▶ [TASK DETAILS] Your answer should consist only of the lines below from the one with "alarm clock face." through the one with "instances of police", copied exactly.

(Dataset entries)
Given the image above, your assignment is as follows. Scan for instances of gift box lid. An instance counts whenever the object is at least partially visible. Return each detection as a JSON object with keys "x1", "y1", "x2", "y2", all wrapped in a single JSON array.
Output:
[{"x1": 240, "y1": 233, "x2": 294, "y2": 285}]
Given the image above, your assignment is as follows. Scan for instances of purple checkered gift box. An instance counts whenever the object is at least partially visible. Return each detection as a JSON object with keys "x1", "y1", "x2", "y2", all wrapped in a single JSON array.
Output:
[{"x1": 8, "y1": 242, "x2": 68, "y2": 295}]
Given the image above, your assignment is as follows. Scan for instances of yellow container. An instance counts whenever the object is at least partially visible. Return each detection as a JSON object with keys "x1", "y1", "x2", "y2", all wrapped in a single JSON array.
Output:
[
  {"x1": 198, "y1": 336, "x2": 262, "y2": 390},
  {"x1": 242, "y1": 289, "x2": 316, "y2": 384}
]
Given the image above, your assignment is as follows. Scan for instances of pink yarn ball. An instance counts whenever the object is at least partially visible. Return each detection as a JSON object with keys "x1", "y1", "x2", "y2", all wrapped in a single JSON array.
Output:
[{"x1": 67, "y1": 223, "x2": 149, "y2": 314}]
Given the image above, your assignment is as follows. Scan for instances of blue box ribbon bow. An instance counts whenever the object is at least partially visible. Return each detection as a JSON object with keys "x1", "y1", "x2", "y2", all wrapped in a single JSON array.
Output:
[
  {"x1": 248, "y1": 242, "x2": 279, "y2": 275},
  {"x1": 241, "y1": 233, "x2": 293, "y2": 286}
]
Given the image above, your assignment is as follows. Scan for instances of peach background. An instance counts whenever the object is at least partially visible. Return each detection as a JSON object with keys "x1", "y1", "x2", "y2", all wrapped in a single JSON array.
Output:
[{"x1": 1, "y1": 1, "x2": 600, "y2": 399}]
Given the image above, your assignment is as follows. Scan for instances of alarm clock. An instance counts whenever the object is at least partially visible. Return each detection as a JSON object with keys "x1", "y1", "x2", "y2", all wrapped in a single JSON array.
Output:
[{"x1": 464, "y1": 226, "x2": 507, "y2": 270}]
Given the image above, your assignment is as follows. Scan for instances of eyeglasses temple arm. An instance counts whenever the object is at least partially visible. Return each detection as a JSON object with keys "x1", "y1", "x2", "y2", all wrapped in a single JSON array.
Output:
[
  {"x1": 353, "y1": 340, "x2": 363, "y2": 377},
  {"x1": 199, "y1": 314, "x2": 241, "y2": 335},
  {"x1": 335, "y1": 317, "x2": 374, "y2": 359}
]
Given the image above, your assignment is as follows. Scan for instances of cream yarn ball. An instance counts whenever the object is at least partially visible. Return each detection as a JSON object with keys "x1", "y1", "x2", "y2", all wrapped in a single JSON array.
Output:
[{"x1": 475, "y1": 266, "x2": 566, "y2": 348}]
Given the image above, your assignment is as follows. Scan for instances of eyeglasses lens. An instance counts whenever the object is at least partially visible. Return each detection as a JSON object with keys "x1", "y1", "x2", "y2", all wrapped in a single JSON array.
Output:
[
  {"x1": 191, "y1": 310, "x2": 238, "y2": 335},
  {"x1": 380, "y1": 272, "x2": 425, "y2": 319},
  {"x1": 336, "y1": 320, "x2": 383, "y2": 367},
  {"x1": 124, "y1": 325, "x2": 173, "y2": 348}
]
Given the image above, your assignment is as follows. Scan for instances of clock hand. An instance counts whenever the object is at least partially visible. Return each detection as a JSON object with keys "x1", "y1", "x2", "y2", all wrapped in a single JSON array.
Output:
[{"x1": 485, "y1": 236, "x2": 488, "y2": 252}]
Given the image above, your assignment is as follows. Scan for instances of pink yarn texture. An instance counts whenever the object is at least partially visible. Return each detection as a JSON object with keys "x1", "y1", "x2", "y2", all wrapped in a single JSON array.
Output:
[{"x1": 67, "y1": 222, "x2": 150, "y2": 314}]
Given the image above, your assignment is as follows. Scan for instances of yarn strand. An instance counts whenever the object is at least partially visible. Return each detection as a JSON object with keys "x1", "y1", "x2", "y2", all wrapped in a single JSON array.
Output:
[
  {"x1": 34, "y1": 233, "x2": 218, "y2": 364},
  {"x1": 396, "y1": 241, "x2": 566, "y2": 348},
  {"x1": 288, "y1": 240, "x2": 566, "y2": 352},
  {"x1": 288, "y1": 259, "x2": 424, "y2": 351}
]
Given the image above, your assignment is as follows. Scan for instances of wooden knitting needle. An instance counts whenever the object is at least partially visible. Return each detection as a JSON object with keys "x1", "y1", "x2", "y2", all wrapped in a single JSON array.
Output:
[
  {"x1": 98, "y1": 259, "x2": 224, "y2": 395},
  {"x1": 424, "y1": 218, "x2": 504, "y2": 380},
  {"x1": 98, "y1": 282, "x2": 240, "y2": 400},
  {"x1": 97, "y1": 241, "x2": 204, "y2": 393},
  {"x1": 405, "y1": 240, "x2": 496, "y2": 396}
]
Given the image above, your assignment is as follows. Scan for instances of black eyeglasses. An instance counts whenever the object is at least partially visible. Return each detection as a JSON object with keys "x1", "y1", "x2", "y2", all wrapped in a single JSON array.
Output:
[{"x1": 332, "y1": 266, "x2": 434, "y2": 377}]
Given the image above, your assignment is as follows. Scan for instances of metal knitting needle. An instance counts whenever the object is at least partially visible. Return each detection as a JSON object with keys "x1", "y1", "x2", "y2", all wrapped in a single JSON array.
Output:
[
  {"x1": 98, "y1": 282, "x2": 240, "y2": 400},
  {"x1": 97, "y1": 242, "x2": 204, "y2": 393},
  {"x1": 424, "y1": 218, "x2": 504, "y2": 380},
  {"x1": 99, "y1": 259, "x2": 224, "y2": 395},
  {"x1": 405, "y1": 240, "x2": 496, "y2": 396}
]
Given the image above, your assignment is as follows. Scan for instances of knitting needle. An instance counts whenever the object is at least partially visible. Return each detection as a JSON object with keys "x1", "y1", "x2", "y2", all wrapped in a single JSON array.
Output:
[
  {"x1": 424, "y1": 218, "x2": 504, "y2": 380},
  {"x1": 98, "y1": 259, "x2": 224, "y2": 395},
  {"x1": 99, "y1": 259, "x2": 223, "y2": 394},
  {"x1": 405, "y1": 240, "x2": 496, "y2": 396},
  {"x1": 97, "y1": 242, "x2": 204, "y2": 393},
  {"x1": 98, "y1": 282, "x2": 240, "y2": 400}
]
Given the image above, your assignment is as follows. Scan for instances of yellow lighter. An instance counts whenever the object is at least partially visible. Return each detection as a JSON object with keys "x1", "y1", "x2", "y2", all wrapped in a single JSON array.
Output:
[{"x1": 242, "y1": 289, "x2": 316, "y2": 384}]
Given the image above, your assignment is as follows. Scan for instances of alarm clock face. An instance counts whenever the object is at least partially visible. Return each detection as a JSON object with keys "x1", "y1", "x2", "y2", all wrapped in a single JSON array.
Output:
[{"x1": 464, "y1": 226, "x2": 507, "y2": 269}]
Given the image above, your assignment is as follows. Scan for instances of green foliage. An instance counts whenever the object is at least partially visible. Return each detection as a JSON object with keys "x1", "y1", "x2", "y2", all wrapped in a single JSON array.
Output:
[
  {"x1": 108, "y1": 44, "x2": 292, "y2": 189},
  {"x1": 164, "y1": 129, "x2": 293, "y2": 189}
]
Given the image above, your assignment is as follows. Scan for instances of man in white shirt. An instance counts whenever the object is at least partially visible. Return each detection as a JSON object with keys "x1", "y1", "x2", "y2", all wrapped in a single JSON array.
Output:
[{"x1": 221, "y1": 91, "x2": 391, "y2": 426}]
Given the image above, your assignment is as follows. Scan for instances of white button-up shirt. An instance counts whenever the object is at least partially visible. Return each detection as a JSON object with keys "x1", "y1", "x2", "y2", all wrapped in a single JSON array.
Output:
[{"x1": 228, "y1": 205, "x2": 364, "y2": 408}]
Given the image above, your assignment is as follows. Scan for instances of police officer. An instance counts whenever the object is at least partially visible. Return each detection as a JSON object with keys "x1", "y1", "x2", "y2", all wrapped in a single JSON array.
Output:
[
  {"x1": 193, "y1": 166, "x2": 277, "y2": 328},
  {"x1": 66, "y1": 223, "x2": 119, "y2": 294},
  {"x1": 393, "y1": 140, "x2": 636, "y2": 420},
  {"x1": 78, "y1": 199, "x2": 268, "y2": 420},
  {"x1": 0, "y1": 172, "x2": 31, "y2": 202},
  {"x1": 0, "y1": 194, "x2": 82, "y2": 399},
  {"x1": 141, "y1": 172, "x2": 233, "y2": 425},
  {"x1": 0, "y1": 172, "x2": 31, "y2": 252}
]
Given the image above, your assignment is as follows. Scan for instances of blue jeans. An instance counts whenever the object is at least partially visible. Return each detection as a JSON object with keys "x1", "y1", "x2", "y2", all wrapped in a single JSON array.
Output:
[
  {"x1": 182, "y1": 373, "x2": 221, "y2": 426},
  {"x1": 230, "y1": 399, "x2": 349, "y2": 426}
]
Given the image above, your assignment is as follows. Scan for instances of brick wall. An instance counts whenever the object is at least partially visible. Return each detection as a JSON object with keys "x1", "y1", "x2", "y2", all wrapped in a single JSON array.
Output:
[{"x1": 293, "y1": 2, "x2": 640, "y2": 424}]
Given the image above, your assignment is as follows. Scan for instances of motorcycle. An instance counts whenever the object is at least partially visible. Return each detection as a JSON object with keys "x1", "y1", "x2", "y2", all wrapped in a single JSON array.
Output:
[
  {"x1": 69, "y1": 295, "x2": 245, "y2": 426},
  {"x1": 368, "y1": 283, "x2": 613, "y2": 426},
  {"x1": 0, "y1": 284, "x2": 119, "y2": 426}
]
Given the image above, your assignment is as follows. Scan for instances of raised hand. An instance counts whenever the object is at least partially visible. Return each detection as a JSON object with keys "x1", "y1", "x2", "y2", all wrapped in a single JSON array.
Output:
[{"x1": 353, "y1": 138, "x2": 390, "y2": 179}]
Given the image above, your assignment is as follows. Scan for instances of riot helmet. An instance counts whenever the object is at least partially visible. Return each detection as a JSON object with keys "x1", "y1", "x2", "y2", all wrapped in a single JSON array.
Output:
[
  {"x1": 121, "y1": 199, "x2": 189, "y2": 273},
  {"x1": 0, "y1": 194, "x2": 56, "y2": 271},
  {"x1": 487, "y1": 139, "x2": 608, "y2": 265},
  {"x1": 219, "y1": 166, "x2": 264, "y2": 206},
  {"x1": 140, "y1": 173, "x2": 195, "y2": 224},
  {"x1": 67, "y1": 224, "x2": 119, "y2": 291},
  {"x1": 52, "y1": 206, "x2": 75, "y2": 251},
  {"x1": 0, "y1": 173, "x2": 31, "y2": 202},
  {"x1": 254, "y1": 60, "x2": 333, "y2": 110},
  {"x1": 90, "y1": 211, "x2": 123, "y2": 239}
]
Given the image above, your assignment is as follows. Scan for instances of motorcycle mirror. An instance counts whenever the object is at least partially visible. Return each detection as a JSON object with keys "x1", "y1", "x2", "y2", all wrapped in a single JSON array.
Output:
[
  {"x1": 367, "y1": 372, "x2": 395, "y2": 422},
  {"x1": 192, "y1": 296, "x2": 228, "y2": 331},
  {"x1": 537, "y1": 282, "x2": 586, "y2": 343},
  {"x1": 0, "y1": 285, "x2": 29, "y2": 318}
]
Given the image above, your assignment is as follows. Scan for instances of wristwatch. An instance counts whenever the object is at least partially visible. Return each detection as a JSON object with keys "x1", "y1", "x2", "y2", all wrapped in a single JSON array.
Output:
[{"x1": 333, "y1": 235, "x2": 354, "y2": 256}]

▶ [TASK OUTPUT]
Given the image above, your assignment is as follows. Scan for instances of alarm clock face. An instance counts whenever the object is at least partially visible. Return each detection as a JSON object with keys "x1", "y1", "x2", "y2", all wrapped in a single JSON array.
Output:
[{"x1": 464, "y1": 226, "x2": 507, "y2": 269}]
Given the image above, your assignment is as follows. Scan for instances of green foliage. An instance counts whenever the object is at least partially visible. Return each detection as a JSON object with keys "x1", "y1", "x2", "y2", all wrapped in a single JSON array.
Output:
[
  {"x1": 108, "y1": 44, "x2": 292, "y2": 189},
  {"x1": 164, "y1": 129, "x2": 293, "y2": 189}
]
Given the image above, your assignment is as follows. Scan for instances of man in white shirt. An instance counts whenever the object is at least partially visible. Return each detection as a JSON object with keys "x1", "y1", "x2", "y2", all wrapped in a single JSON array.
Output:
[{"x1": 221, "y1": 91, "x2": 391, "y2": 426}]
Given the image above, your assignment is as follows. Scan for instances of white button-up shirt. An instance counts whenever the object is at least partially visible. Return each detection as a JSON object with keys "x1", "y1", "x2", "y2", all wrapped in a single JSON array.
Output:
[{"x1": 228, "y1": 205, "x2": 364, "y2": 408}]
Given the image above, your assignment is as follows. Scan for instances of police officer. An instance counts whenever the object is at least partially visible. Return each detection as a JSON object with keys "x1", "y1", "x2", "y2", all wrapped in a single JSON array.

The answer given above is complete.